## TASK STATEMENT:
Rewrite the part of the records that opens with the line containing "Point out white string" and runs through the end of the records, requests included. Scale every box coordinate in the answers by 1.3 and round to whole numbers (halves up), leaving the requests unchanged.

Dataset entries
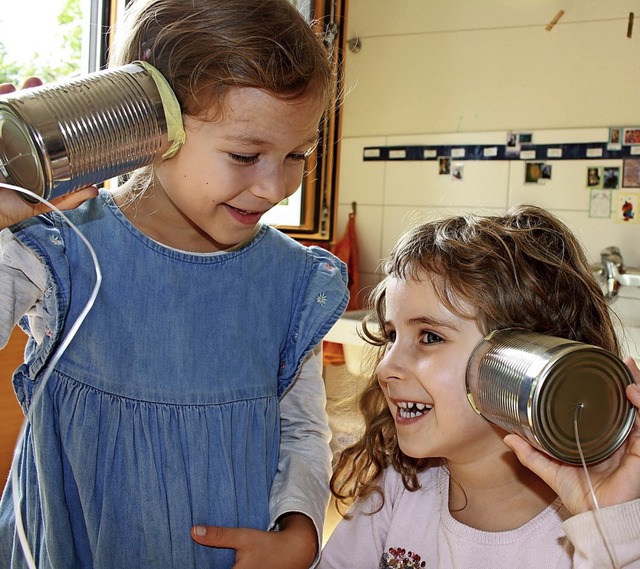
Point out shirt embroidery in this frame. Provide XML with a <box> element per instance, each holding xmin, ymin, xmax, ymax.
<box><xmin>378</xmin><ymin>547</ymin><xmax>427</xmax><ymax>569</ymax></box>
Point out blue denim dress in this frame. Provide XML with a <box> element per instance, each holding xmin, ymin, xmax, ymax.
<box><xmin>0</xmin><ymin>192</ymin><xmax>348</xmax><ymax>569</ymax></box>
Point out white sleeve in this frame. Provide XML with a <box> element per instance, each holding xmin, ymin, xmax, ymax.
<box><xmin>269</xmin><ymin>344</ymin><xmax>331</xmax><ymax>566</ymax></box>
<box><xmin>0</xmin><ymin>229</ymin><xmax>46</xmax><ymax>347</ymax></box>
<box><xmin>562</xmin><ymin>499</ymin><xmax>640</xmax><ymax>569</ymax></box>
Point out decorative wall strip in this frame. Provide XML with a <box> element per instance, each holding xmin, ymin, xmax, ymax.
<box><xmin>362</xmin><ymin>142</ymin><xmax>640</xmax><ymax>162</ymax></box>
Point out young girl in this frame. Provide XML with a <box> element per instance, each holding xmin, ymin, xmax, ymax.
<box><xmin>320</xmin><ymin>206</ymin><xmax>640</xmax><ymax>569</ymax></box>
<box><xmin>0</xmin><ymin>0</ymin><xmax>348</xmax><ymax>569</ymax></box>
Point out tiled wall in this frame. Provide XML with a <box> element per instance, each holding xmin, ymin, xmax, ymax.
<box><xmin>337</xmin><ymin>0</ymin><xmax>640</xmax><ymax>336</ymax></box>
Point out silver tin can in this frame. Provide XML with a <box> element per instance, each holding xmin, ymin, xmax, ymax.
<box><xmin>0</xmin><ymin>63</ymin><xmax>175</xmax><ymax>199</ymax></box>
<box><xmin>466</xmin><ymin>329</ymin><xmax>636</xmax><ymax>464</ymax></box>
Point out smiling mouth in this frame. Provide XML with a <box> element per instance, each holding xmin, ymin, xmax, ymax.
<box><xmin>396</xmin><ymin>401</ymin><xmax>433</xmax><ymax>419</ymax></box>
<box><xmin>227</xmin><ymin>204</ymin><xmax>262</xmax><ymax>215</ymax></box>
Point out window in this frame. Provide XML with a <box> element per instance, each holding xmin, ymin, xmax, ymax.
<box><xmin>0</xmin><ymin>0</ymin><xmax>347</xmax><ymax>241</ymax></box>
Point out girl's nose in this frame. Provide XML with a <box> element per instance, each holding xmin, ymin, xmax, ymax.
<box><xmin>376</xmin><ymin>344</ymin><xmax>406</xmax><ymax>381</ymax></box>
<box><xmin>253</xmin><ymin>168</ymin><xmax>287</xmax><ymax>205</ymax></box>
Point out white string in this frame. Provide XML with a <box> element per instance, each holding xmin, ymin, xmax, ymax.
<box><xmin>0</xmin><ymin>182</ymin><xmax>102</xmax><ymax>569</ymax></box>
<box><xmin>573</xmin><ymin>403</ymin><xmax>619</xmax><ymax>569</ymax></box>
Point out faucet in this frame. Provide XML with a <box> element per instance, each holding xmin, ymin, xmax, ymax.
<box><xmin>594</xmin><ymin>246</ymin><xmax>640</xmax><ymax>301</ymax></box>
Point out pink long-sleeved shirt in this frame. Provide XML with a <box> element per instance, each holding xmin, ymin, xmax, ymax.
<box><xmin>319</xmin><ymin>466</ymin><xmax>640</xmax><ymax>569</ymax></box>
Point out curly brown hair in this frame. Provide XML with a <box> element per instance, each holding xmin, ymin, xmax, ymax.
<box><xmin>331</xmin><ymin>205</ymin><xmax>620</xmax><ymax>505</ymax></box>
<box><xmin>110</xmin><ymin>0</ymin><xmax>335</xmax><ymax>116</ymax></box>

## FULL SOLUTION:
Point out white string in this frame. Provide XML with a <box> element per instance, each holding xmin, ymin, xmax, ymax.
<box><xmin>0</xmin><ymin>237</ymin><xmax>133</xmax><ymax>740</ymax></box>
<box><xmin>745</xmin><ymin>524</ymin><xmax>805</xmax><ymax>740</ymax></box>
Point out faucet in this frame. Provide XML with a <box> element per instance, each holding xmin, ymin, xmax, ymax.
<box><xmin>772</xmin><ymin>320</ymin><xmax>832</xmax><ymax>391</ymax></box>
Point out pink long-sleeved shirt in this frame. Provide XML with a <box> element per instance, each holding xmin, ymin, xmax, ymax.
<box><xmin>415</xmin><ymin>606</ymin><xmax>832</xmax><ymax>740</ymax></box>
Point out curly brown hair in this frame. Provide XML with a <box> element per instance, each holding xmin, ymin, xmax, ymax.
<box><xmin>430</xmin><ymin>267</ymin><xmax>806</xmax><ymax>657</ymax></box>
<box><xmin>143</xmin><ymin>0</ymin><xmax>436</xmax><ymax>151</ymax></box>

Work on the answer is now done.